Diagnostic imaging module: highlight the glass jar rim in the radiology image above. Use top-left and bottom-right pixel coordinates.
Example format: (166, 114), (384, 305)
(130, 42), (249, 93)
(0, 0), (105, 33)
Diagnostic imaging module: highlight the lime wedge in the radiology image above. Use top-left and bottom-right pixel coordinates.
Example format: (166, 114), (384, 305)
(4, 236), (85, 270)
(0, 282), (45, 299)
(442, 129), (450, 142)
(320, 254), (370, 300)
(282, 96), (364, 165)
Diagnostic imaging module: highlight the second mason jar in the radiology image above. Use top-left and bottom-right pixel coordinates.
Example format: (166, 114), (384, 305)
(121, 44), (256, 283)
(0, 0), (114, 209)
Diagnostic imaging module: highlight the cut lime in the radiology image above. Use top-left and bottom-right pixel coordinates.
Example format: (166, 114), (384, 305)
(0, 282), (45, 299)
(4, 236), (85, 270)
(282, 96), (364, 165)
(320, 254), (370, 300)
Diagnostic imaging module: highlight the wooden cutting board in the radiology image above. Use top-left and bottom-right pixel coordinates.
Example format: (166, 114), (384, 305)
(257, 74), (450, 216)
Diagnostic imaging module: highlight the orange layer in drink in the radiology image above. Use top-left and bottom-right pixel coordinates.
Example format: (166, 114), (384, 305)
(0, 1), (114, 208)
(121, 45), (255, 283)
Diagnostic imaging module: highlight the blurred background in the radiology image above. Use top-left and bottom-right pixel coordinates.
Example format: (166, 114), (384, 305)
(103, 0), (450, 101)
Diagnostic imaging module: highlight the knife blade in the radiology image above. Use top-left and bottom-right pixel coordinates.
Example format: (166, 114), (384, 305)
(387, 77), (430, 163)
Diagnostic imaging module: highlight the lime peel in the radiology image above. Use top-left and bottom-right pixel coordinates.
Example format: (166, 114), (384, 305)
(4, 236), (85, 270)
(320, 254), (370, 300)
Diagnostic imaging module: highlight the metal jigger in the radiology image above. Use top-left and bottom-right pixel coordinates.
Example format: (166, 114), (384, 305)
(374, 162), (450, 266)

☆ ☆ ☆ ☆ ☆ ☆ ☆

위 기록을 처음부터 끝까지 한 줄도 빼지 말고 글자 하나 바꾸지 않은 채 그대로 다시 적으세요.

* **작성한 답변**:
Diagnostic imaging module: highlight the glass jar rim in the radiology image above. Use top-left and bottom-right pixel coordinates.
Example format: (166, 114), (384, 305)
(130, 42), (249, 93)
(0, 0), (105, 33)
Diagnostic imaging module: highlight the lime wedge in the radiology image above. Use top-left and bottom-right pixel coordinates.
Example format: (166, 114), (384, 305)
(4, 236), (85, 270)
(0, 282), (45, 299)
(442, 129), (450, 142)
(320, 254), (370, 300)
(282, 96), (364, 165)
Diagnostic imaging module: highlight the second mason jar in the radiology image above. Use top-left and bottom-right pixel coordinates.
Example format: (166, 114), (384, 305)
(121, 44), (256, 283)
(0, 0), (114, 209)
Diagnostic imaging module: highlight the cut lime in the radiology image above. Use top-left and bottom-right pixel coordinates.
Example format: (166, 114), (384, 305)
(0, 282), (45, 299)
(4, 236), (85, 270)
(282, 96), (364, 165)
(320, 254), (370, 300)
Diagnostic imaging module: highlight the wooden cutting board in the radiology image above. Use top-left and bottom-right pixel coordinates.
Example format: (166, 114), (384, 305)
(257, 74), (450, 216)
Diagnostic imaging module: highlight the orange layer in drink in the radiology image above. Use top-left and bottom-right pixel coordinates.
Example format: (166, 114), (384, 305)
(0, 1), (114, 208)
(121, 45), (255, 283)
Diagnostic imaging module: highlight the blurred background in the radiology image above. Use top-left and bottom-right pixel coordinates.
Example format: (166, 114), (384, 305)
(103, 0), (450, 101)
Diagnostic imaging module: highlight the knife blade in the radiology image above. Use top-left and bottom-right pixel coordinates.
Example format: (166, 114), (384, 305)
(387, 77), (430, 163)
Diagnostic imaging module: highlight the lime peel in the radiology image above. Use top-left and bottom-right pixel coordinates.
Example format: (166, 114), (384, 305)
(4, 236), (85, 270)
(320, 254), (370, 300)
Diagnostic imaging module: highlight the metal jigger in the radiology image above. Use top-left and bottom-right pixel coordinates.
Example format: (166, 114), (384, 305)
(374, 162), (450, 266)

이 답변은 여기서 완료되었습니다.